### TEXT TO READ ###
Question

Quadrilateral DEFG has vertices D(-1,2), E(-2, 0), F(-1,-1) and G(1, 3). A

translation maps quadrilateral DEFG to quadrilateral D'E'F'G'. The image of D is D'(-2,-2).
What are the coordinates of E, F, and G′ ?

Answer 1

E' = (-3, -4)

F' = (-2, -5)

G' = (0, -1)

Explanation:

Given vertices of quadrilateral DEFG:

• D = (-1, 2)
• E = (-2, 0)
• F = (-1, -1)
• G = (1, 3)

A translation is a type of transformation and moves a figure left, right, up or down.

Every point on the original figure is translated (moved) the same distance in the same direction.
### RAW RECORDS ###
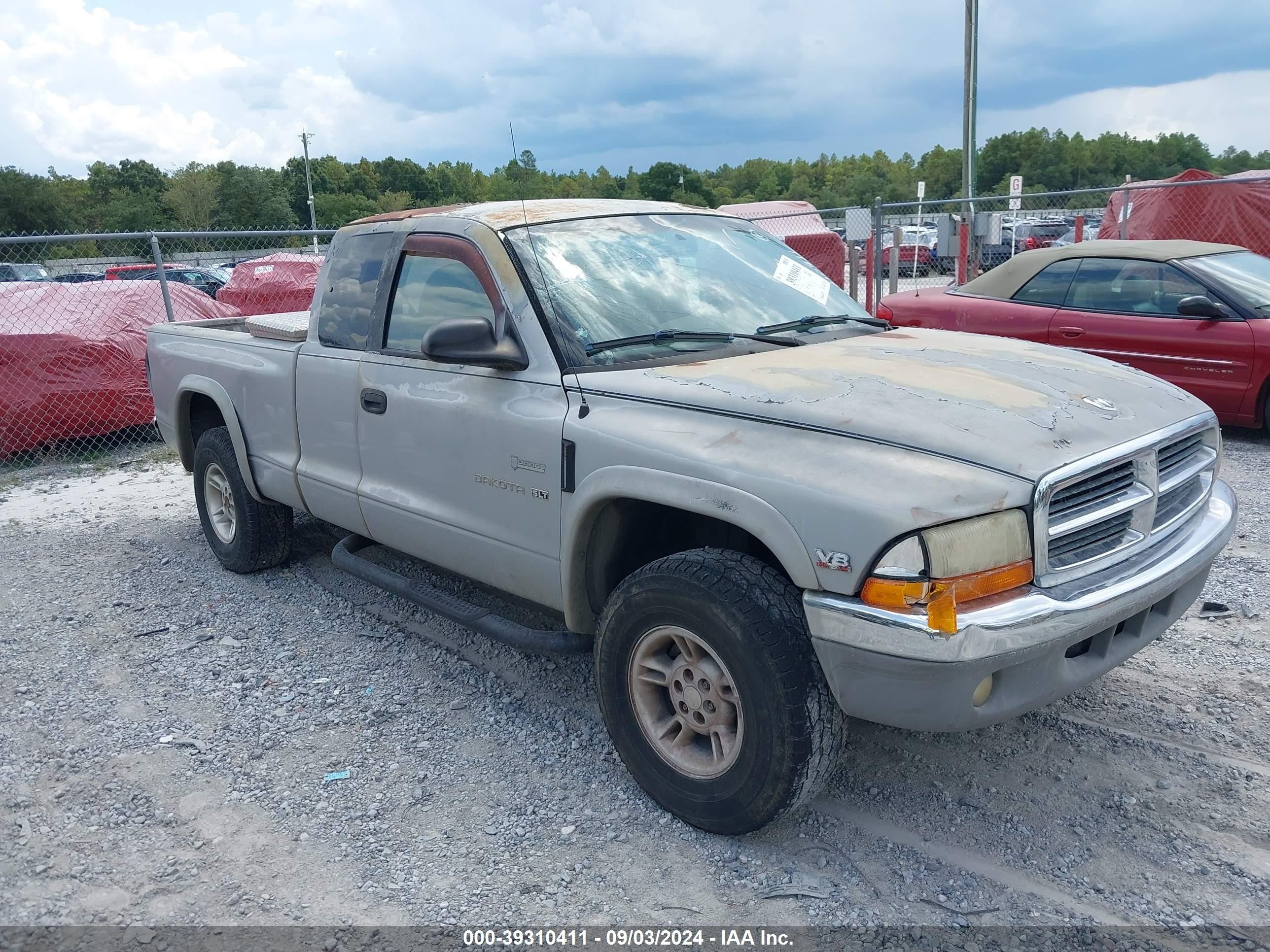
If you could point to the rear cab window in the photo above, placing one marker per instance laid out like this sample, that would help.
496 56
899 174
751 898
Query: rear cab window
1130 286
349 294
###
▸ **EXERCISE TASK A**
Translate this sentence from the quadrilateral translation text into Spanish: "Every point on the original figure is translated (moved) the same distance in the same direction."
▸ **EXERCISE TASK B**
Using the explanation in the quadrilateral translation text, state what a translation does to a figure and how it affects each point of that figure.

▸ **TASK ANSWER A**
Cada punto de la figura original se traslada (se mueve) la misma distancia en la misma dirección.

▸ **TASK ANSWER B**
A translation is a type of transformation that moves a figure left, right, up, or down. Every point on the original figure is moved the same distance in the same direction.